Work to do: Scale the data starting at the line that contains "the white cloud" and ending at the line that contains "of the arched" by writing out every line in that span again, with all wording kept and only the point coordinates multiplied by 2.5 and rounded to whole numbers, halves rounding up. Leave the pictures out of your answer.

Record extracts:
※ ※ ※

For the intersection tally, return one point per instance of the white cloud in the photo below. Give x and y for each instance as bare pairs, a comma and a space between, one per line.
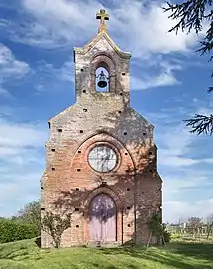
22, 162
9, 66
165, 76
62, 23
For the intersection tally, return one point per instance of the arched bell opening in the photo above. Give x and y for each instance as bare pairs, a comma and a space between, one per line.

※ ※ ※

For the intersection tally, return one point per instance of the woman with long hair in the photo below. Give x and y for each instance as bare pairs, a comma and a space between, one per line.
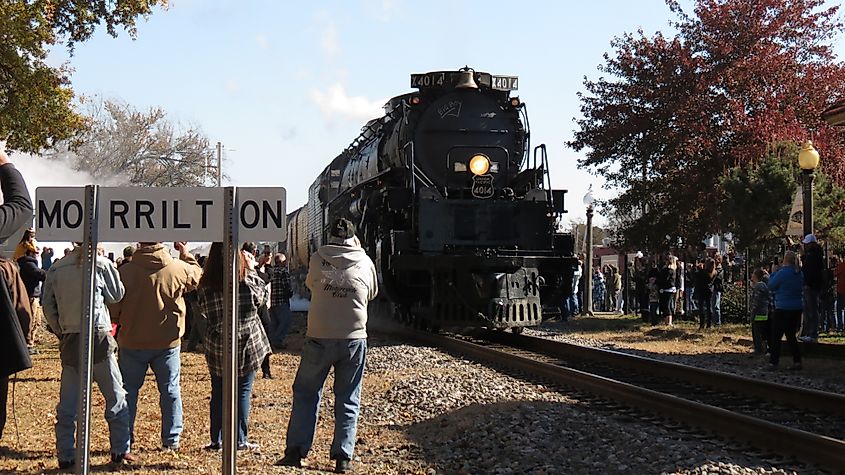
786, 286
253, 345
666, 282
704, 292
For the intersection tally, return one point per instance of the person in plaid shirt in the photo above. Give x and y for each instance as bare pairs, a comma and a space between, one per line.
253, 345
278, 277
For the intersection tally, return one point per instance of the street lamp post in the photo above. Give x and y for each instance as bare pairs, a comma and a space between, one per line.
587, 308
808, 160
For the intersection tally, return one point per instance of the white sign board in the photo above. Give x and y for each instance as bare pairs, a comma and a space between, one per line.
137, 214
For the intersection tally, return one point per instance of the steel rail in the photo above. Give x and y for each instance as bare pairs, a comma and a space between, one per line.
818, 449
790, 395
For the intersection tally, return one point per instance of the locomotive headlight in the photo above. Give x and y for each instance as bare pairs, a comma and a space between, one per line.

※ ※ ※

Reply to the task:
For the intersection tally, return one point per instance of the white cloud in the photo below. Give x and y for each instance as bare pairs, a comma and a space between, one per line.
55, 405
23, 165
413, 190
155, 58
For the intersection tally, return one point per instance of the arched bell opening in the photo above. Give x and y for each instance as bare pairs, a comma and a space between, one per line.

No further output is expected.